Task requirements — An exact copy of all the data is needed, with every picture left out.

Supplied records —
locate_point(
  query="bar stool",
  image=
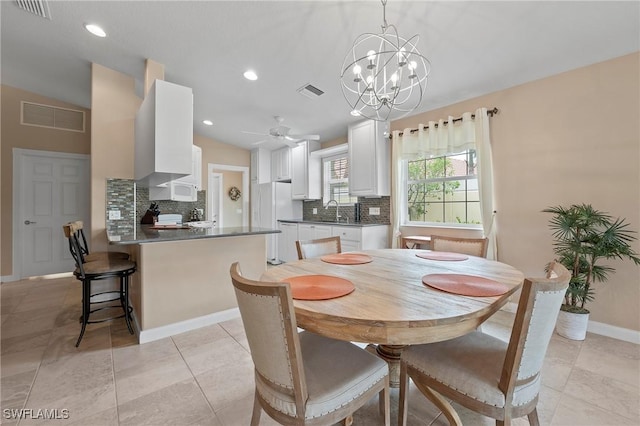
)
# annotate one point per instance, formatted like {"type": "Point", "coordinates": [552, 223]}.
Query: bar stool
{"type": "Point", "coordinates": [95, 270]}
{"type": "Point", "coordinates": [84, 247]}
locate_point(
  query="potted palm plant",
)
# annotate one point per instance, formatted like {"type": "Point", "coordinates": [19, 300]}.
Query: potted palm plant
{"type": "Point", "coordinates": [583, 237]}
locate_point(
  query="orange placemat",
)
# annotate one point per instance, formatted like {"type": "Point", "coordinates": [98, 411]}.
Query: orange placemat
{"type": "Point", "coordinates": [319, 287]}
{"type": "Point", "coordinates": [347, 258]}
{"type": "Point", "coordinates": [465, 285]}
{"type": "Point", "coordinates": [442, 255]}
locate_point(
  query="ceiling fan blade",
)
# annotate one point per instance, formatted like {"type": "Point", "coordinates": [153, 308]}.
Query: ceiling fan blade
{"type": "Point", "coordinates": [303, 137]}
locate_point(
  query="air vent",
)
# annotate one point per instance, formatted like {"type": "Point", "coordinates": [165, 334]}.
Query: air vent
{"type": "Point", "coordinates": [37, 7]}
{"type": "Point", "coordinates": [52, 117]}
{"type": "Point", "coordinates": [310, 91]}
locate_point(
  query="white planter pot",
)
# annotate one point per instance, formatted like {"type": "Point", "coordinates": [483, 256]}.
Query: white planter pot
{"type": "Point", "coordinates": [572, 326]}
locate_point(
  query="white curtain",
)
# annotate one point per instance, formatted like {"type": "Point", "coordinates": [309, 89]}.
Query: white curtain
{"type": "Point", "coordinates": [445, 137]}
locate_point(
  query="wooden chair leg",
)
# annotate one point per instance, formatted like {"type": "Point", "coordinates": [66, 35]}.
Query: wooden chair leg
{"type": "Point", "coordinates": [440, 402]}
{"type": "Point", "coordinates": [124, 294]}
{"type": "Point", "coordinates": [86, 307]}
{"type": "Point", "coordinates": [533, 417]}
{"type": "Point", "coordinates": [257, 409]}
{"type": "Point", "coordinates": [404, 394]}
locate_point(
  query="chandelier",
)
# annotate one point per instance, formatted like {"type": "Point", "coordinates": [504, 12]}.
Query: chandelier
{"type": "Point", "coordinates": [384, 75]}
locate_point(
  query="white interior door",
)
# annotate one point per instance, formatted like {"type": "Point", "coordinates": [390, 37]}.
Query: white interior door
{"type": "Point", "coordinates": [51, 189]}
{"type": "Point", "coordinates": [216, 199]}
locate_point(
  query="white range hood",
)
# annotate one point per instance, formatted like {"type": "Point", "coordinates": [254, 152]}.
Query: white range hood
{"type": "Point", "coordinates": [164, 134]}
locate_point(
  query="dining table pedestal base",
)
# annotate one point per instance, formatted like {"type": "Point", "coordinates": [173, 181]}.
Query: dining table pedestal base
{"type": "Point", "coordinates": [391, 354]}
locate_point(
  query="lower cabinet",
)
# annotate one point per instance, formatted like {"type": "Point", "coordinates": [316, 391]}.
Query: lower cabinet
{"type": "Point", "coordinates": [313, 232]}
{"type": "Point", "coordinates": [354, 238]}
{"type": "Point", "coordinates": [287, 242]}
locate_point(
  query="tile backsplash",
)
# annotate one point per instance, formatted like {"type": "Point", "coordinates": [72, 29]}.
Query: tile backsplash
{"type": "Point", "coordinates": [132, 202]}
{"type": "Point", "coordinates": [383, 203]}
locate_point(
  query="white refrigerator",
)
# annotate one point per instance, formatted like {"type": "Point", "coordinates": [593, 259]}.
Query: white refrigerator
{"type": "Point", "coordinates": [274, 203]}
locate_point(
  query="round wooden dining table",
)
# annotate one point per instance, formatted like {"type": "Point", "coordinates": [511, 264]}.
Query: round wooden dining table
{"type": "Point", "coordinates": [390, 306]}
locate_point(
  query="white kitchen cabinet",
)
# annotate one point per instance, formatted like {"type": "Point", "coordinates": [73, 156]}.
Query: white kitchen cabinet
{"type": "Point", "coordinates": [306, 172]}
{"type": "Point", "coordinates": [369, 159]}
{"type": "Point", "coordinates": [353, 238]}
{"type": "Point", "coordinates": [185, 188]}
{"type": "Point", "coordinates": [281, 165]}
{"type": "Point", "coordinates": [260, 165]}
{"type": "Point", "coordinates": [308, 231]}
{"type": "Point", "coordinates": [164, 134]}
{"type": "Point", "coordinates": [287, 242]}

Exercise result —
locate_point(
  query="bar stool",
  image=
)
# annotate one point per instance, formatted like {"type": "Point", "coordinates": [552, 223]}.
Query: bar stool
{"type": "Point", "coordinates": [95, 270]}
{"type": "Point", "coordinates": [84, 247]}
locate_point(
  query="potted palm plant",
)
# annotate one point per instance, formatted like {"type": "Point", "coordinates": [19, 300]}.
Query: potted palm plant
{"type": "Point", "coordinates": [583, 237]}
locate_point(
  query="orange placemat",
)
# annotate one point per instance, formatted like {"type": "Point", "coordinates": [98, 411]}.
Query: orange placemat
{"type": "Point", "coordinates": [319, 287]}
{"type": "Point", "coordinates": [347, 258]}
{"type": "Point", "coordinates": [465, 285]}
{"type": "Point", "coordinates": [442, 255]}
locate_point(
  query="ceiling fan blade",
)
# annotate one point per instance, formatted like {"type": "Point", "coordinates": [153, 308]}.
Query: ceiling fan blade
{"type": "Point", "coordinates": [303, 137]}
locate_point(
  query="air vent",
)
# annotate one point per instance, formatted like {"type": "Point", "coordinates": [165, 334]}.
Query: air vent
{"type": "Point", "coordinates": [37, 7]}
{"type": "Point", "coordinates": [52, 117]}
{"type": "Point", "coordinates": [310, 91]}
locate_point(
  query="white planter pot",
)
# annotate one point per instance, formatted like {"type": "Point", "coordinates": [483, 256]}.
Query: white planter pot
{"type": "Point", "coordinates": [572, 326]}
locate_point(
  query="white curtain",
)
# annotate one point per instance, formatted like {"type": "Point", "coordinates": [309, 89]}.
Query: white curtain
{"type": "Point", "coordinates": [445, 137]}
locate_point(
  query="wooden chair leg",
)
# annotate one point per instance, formatted like {"type": "Point", "coordinates": [66, 35]}.
Query: wooden chair leg
{"type": "Point", "coordinates": [440, 402]}
{"type": "Point", "coordinates": [124, 294]}
{"type": "Point", "coordinates": [86, 307]}
{"type": "Point", "coordinates": [533, 417]}
{"type": "Point", "coordinates": [257, 409]}
{"type": "Point", "coordinates": [404, 394]}
locate_point(
  query="chandelier",
)
# annotate one point per instance, formatted like {"type": "Point", "coordinates": [504, 12]}.
Query: chandelier
{"type": "Point", "coordinates": [384, 75]}
locate_point(
  query="white interior door",
)
# annotate one point per instance, formatted like {"type": "Point", "coordinates": [390, 37]}.
Query: white interior door
{"type": "Point", "coordinates": [51, 189]}
{"type": "Point", "coordinates": [216, 199]}
locate_point(
  query="white range hood",
)
# annotate one point per instance, formatted like {"type": "Point", "coordinates": [254, 152]}.
Query: white range hood
{"type": "Point", "coordinates": [164, 134]}
locate_point(
  query="dining table pedestal base",
)
# annotate one point per instance, formatted like {"type": "Point", "coordinates": [173, 181]}.
Query: dining table pedestal base
{"type": "Point", "coordinates": [391, 354]}
locate_point(
  query="lower cabinet",
)
# annotate one point per instance, formatted like {"type": "Point", "coordinates": [316, 391]}.
Query: lower cabinet
{"type": "Point", "coordinates": [313, 232]}
{"type": "Point", "coordinates": [354, 238]}
{"type": "Point", "coordinates": [287, 242]}
locate_point(
  query="tile backsplash",
)
# annotate one point per instance, formatted like {"type": "Point", "coordinates": [72, 29]}.
Query: tile backsplash
{"type": "Point", "coordinates": [132, 202]}
{"type": "Point", "coordinates": [383, 203]}
locate_point(
  query="white refrigerator",
)
# annotate one point per instance, formatted like {"type": "Point", "coordinates": [593, 259]}.
Query: white refrigerator
{"type": "Point", "coordinates": [274, 203]}
locate_point(
  query="round wooden dining table",
)
# annotate one point per instance, formatted like {"type": "Point", "coordinates": [511, 264]}.
Query: round wooden dining table
{"type": "Point", "coordinates": [390, 306]}
locate_point(
  query="white kitchen cabinet",
)
# annotate one point per instance, formatted like {"type": "Point", "coordinates": [73, 156]}.
Query: white kitchen cabinet
{"type": "Point", "coordinates": [306, 172]}
{"type": "Point", "coordinates": [369, 159]}
{"type": "Point", "coordinates": [353, 238]}
{"type": "Point", "coordinates": [185, 188]}
{"type": "Point", "coordinates": [281, 165]}
{"type": "Point", "coordinates": [260, 165]}
{"type": "Point", "coordinates": [308, 231]}
{"type": "Point", "coordinates": [164, 134]}
{"type": "Point", "coordinates": [287, 242]}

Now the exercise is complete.